**Task to carry out:** Copy every line of the records that includes the word "bank".

**Recorded data:**
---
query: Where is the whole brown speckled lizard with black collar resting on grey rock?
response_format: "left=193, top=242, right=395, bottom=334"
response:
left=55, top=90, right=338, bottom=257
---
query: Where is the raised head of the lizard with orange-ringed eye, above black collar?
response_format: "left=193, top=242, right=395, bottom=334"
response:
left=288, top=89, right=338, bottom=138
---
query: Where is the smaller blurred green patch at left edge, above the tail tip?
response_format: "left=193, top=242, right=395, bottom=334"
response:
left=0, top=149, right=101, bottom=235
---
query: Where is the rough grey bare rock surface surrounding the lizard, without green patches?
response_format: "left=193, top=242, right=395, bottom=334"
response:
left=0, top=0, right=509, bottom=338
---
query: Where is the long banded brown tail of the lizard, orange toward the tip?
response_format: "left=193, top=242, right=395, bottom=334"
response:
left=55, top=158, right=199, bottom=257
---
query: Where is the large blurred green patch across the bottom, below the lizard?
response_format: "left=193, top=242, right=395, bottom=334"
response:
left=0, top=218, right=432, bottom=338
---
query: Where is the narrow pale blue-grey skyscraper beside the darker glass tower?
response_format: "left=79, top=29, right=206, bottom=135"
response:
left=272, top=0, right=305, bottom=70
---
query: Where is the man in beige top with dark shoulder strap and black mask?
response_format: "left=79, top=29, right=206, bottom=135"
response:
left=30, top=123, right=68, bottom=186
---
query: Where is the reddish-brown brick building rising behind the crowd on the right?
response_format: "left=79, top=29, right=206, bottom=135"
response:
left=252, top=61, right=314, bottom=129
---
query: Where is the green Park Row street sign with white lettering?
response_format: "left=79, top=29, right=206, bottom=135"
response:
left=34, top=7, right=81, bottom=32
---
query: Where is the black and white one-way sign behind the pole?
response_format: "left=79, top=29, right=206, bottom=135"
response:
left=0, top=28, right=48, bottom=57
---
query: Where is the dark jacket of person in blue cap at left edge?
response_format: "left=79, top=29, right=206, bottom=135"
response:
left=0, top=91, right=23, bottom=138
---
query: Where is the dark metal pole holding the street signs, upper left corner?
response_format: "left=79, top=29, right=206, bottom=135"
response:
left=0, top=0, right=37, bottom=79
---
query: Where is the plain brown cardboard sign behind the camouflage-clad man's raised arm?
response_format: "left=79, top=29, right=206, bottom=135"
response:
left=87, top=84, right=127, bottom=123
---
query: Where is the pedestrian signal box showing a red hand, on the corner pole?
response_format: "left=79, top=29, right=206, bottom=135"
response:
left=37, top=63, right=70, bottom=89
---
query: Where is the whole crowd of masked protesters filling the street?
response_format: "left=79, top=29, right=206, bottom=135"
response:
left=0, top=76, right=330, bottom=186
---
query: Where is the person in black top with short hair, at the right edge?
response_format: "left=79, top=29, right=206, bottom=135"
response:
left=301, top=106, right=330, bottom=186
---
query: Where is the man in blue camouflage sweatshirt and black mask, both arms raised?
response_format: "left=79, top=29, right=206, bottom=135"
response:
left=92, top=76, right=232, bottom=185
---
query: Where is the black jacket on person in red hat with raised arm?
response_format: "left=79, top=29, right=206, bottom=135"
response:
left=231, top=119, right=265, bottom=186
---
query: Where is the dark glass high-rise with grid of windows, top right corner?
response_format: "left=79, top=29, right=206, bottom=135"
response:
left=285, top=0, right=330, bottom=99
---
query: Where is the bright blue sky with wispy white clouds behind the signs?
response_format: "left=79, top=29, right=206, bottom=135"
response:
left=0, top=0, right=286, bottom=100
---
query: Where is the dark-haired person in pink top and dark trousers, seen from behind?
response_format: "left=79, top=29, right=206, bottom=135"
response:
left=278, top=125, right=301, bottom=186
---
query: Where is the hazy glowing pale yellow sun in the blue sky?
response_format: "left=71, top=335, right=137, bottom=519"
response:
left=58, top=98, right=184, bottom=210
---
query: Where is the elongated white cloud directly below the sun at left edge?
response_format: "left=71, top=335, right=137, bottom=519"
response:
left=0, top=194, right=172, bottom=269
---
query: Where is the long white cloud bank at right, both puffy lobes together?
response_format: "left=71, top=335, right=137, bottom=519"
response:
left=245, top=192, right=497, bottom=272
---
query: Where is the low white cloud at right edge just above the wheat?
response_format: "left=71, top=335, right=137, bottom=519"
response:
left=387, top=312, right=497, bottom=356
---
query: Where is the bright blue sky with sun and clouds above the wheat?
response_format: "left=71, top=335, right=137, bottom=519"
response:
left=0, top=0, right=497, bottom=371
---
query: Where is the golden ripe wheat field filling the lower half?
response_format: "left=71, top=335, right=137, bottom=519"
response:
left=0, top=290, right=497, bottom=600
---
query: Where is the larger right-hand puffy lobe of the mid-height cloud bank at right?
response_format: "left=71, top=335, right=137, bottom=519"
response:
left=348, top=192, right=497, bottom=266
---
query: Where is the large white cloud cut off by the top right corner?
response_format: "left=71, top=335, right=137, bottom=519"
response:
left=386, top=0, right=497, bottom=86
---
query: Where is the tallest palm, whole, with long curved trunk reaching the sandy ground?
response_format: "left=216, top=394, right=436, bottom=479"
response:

**Solution for this exercise:**
query: Where is the long white cloud bank at right, both puffy lobes together?
query: Where is the larger right-hand puffy lobe of the mid-height cloud bank at right?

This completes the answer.